David laughs at them and says, "You gotta beat me to it."
"Every time he tackles somebody, he doesn't let anybody come in and get an assist. He makes sure they go down quick," cornerback Alfonzo Dennard said.
David's 77 stops this season are 24 more than the next man on the Cornhuskers' tackle chart. He doesn't blink when asked if his productivity amazes him.
"It's what they expect out of me," he said. "They expect me to do my best like everybody on the field. Fortunately, I end up getting those double-digit tackles."
His 13 stops against Michigan State last week gave him the school record for career tackles by a two-year player.
"Lavonte David, if he's not the best linebacker in this conference or in the country I'm not sure who is. He's got great ability to diagnose the play, he's fast, he's physical, he's good in pass coverage, he's the full package," said Northwestern coach Pat Fitzgerald, whose team plays at No. 9 Nebraska on Saturday.
David played at about 210 pounds last year and was a perfect fit in Nebraska's defensive scheme when the Huskers were going against the spread offenses of the Big 12. He set a single-season record with 152 tackles and was the Big 12's defensive newcomer of the year.
There was some concern about how David would fare against the pounding offenses of the Big Ten, so he gained 15 pounds in the offseason. Obviously, the transition hasn't been a problem. He is the Big Ten's only semifinalist for the Butkus Award, which honors the nation's top linebacker.
Defensive coordinator Carl Pelini said the Big Ten is beginning to see more linebackers in the mold of David.
"He can run like a safety, but at the front of the pack he's as physical as anybody we have," Pelini said. "He'll take on 240-pound fullbacks. He isn't just a speed guy. He's a physical football player."
David is a natural weakside linebacker, and NFL draft analysts project him as a second-rounder in 2012. Nebraska also has used David as the lone linebacker when it goes into the dime package with two extra defensive backs.
When it comes to David, coach Bo Pelini said, size doesn't matter.
"I don't care if he's 5-6. Somebody who plays football the way he does is a valuable piece," he said.
His biggest play of the season, and perhaps of his career, wasn't even a tackle. It came in the second half of the 34-27 win over Ohio State on Oct. 8, after the Buckeyes had taken a 27-6 lead in the third quarter.
With OSU on the move, David pulled the ball out of quarterback Braxton Miller's grasp. Nebraska scored two plays later to start the biggest comeback in school history.
"I thought he played an outstanding football game against Ohio State, and that's about as `Big Ten' offense as you're going to see," Bo Pelini said. "They're pretty downhill. I think he's adapted well, and I think you can put him into any style and he's going to find ways to make plays."
Bo Pelini said David has worked hard in film study to improve his understanding of the defensive schemes. Though David made play after play last season, coaches didn't lavish praise on him because he tended to play outside the system and try to do too much.
Structure is critical in the Pelini brothers' system. What one player does affects what the one next to him does, and so on down the line.
"But sometimes your instincts have to take over on the field," David said. "You have to know what you're doing, but if you see a guy outside the box, you have to chase him down and make a tackle."

**PROBLEM:**
Using the article on Lavonte David, answer:
(a) How many tackles did David make to set his single-season record?
(b) How much weight did he gain in the offseason?
(c) Which Ohio State quarterback lost the ball to David?
The lines after this come from a different source than the article on Lavonte David.

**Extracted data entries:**
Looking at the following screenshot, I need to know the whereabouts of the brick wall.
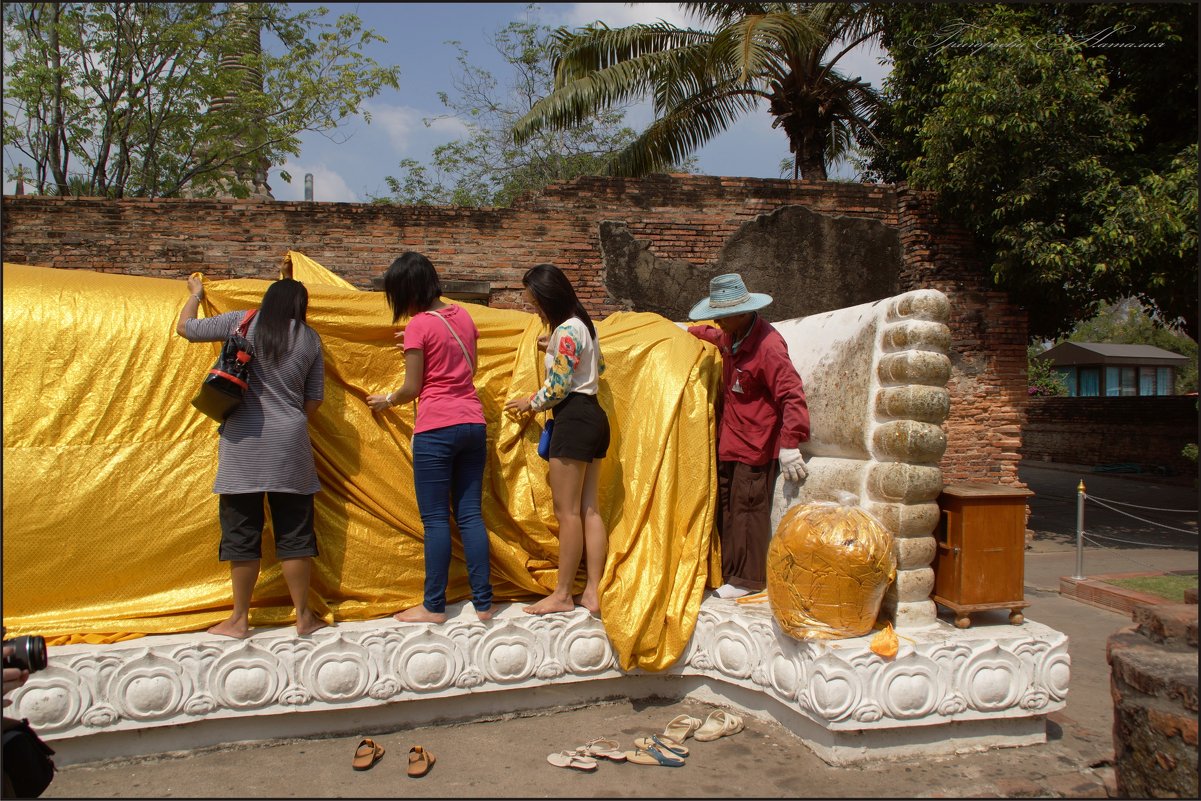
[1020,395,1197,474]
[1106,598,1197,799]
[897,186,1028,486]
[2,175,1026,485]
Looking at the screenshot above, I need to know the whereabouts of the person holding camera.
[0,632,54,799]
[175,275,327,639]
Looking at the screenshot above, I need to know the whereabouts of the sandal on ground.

**SOLUTION BELOW:**
(a) 152
(b) 15 pounds
(c) Braxton Miller